:: STATED PROBLEM ::
Please pull out every line of the data below that contains the word "water".

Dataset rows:
══════════════════════════════

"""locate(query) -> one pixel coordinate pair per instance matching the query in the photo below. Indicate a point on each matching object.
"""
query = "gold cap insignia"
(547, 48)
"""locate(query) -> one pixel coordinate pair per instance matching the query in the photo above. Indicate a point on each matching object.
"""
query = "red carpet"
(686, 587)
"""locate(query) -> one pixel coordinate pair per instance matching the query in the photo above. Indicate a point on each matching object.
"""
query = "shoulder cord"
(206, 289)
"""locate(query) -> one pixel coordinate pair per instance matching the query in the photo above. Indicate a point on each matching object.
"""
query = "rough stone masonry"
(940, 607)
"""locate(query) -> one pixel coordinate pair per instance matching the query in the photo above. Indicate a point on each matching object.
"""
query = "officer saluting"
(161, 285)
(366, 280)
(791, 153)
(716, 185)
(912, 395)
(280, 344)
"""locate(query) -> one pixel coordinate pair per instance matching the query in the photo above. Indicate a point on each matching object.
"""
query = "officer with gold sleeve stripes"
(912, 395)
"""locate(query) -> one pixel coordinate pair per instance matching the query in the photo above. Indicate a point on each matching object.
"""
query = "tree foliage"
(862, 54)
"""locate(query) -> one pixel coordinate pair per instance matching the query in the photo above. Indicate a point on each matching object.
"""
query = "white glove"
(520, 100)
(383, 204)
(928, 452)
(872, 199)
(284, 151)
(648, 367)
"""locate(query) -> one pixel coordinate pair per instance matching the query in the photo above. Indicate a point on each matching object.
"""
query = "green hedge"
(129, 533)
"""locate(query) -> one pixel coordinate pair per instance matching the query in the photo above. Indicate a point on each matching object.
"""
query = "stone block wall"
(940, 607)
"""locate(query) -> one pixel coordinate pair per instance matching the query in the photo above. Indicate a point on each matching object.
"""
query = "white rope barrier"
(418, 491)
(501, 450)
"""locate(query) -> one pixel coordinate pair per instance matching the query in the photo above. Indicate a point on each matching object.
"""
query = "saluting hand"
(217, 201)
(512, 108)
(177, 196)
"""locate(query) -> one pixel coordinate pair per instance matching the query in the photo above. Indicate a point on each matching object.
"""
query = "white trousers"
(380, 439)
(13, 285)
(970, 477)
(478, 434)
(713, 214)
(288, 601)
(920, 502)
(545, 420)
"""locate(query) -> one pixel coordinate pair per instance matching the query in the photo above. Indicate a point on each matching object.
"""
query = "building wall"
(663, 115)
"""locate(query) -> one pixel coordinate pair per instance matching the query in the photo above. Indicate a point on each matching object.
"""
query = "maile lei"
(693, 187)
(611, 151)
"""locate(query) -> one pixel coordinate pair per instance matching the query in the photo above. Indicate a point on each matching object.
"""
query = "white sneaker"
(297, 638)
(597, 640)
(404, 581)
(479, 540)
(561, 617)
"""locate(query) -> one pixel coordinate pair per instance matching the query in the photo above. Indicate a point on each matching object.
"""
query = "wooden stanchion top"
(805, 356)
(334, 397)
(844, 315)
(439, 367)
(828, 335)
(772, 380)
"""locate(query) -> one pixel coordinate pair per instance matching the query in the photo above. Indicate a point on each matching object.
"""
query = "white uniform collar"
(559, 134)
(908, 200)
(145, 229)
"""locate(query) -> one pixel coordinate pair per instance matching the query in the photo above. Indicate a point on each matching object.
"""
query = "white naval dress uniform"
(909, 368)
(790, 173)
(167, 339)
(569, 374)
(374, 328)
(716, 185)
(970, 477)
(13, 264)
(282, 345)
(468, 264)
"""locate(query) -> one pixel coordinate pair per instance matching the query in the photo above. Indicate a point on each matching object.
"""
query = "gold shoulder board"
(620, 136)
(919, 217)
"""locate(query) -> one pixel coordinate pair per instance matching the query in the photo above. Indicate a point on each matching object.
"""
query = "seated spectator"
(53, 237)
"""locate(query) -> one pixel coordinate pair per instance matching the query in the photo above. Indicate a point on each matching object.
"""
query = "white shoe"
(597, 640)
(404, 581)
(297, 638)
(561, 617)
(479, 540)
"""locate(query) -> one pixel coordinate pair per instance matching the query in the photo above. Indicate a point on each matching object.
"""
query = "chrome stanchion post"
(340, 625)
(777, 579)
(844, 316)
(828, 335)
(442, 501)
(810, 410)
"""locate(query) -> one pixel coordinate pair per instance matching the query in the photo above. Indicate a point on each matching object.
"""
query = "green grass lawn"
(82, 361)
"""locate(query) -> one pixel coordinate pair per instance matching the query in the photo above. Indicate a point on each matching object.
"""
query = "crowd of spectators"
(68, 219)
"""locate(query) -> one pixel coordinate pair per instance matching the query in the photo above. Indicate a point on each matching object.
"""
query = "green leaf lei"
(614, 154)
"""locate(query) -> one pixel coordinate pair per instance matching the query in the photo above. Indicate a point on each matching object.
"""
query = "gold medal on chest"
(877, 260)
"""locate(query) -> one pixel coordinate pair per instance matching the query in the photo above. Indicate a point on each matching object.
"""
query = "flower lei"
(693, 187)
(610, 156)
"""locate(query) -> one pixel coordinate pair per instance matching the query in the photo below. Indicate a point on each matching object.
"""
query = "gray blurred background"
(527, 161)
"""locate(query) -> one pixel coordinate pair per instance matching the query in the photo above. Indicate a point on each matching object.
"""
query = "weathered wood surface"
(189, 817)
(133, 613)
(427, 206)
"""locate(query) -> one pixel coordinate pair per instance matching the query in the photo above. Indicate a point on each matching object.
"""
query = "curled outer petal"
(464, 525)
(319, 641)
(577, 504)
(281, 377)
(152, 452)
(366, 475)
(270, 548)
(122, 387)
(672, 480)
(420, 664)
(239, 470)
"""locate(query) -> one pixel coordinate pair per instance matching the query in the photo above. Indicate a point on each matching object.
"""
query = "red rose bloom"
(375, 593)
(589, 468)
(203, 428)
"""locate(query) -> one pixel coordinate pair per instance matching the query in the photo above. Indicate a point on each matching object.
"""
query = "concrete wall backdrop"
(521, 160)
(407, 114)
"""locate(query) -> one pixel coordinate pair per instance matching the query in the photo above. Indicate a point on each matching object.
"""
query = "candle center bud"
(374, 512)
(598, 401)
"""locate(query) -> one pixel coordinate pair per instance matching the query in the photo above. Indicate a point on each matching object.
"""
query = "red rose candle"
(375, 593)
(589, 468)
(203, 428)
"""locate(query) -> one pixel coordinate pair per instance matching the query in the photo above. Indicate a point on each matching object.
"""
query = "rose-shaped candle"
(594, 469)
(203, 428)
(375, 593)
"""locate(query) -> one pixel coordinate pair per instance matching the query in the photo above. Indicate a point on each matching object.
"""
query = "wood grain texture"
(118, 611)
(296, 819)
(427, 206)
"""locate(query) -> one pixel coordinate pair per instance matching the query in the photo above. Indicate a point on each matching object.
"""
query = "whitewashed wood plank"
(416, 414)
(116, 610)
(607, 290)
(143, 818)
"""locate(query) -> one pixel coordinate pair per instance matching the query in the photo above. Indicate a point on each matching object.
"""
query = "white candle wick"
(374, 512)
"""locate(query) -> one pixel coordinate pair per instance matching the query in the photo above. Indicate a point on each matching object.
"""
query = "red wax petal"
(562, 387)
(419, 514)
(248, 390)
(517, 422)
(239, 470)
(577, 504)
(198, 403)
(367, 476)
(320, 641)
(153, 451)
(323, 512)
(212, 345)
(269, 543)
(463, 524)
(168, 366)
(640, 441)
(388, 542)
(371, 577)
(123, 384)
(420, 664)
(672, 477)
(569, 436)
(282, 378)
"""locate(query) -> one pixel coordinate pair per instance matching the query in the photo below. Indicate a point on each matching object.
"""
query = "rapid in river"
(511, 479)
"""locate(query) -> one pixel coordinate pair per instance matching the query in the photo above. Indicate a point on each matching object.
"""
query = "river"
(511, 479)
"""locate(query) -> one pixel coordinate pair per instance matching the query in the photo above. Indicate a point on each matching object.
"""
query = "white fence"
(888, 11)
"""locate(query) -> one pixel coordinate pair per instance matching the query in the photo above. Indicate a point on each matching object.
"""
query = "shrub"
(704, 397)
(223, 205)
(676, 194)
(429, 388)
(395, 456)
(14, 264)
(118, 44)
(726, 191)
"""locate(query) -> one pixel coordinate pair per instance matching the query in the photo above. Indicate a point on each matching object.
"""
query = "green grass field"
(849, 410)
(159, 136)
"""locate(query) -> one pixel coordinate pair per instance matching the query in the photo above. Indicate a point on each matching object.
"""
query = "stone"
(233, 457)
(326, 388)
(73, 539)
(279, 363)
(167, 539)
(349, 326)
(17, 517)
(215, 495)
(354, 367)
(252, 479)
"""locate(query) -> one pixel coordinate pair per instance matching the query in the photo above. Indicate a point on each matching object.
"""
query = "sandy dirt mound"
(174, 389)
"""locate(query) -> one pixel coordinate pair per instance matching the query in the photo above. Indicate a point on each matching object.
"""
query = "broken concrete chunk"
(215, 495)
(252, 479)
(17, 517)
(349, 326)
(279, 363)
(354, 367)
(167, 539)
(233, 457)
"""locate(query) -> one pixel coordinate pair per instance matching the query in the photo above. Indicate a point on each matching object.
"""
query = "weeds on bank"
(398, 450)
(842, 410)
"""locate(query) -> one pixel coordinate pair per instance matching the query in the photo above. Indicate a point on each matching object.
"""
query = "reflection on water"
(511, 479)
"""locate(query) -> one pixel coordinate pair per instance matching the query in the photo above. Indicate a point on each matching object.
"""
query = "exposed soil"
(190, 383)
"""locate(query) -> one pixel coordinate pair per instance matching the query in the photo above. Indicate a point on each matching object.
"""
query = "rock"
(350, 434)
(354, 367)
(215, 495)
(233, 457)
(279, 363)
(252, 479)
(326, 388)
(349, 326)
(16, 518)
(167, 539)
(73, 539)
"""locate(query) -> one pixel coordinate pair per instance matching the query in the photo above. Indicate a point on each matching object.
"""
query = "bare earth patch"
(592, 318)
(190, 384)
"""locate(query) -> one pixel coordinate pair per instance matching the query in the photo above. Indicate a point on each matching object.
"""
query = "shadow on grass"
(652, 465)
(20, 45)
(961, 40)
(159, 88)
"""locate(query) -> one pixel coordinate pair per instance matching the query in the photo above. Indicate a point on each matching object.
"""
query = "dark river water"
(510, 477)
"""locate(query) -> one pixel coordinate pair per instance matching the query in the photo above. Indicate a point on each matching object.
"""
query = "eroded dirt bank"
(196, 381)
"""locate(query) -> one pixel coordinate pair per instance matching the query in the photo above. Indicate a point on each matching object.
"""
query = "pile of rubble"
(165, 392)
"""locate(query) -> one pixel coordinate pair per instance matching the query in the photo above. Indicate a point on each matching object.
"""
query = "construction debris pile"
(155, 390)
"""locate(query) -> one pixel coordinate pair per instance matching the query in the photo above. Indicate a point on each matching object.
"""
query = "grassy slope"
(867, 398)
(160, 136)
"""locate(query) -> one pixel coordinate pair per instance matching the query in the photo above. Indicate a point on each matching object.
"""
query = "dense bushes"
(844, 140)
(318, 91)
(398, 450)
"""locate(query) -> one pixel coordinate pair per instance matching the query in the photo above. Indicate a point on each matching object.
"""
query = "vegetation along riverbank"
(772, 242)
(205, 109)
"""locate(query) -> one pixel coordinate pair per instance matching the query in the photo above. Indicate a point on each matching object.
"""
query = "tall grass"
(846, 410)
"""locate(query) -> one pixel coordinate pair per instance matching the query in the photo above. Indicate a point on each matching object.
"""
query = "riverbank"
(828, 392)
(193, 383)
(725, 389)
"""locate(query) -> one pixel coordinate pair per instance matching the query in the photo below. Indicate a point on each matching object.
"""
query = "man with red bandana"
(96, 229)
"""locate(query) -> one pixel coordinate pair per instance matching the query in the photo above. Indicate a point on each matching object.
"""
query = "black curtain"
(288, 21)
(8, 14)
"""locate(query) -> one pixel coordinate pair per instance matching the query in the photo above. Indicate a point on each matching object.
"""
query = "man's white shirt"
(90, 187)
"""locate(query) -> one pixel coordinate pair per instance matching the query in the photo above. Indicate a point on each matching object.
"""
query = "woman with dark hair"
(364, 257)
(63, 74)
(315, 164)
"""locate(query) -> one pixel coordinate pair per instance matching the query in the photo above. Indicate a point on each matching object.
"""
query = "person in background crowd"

══════════════════════════════

:: SOLUTION TO THIS PROBLEM ::
query = "reflection on water"
query = "dark river water"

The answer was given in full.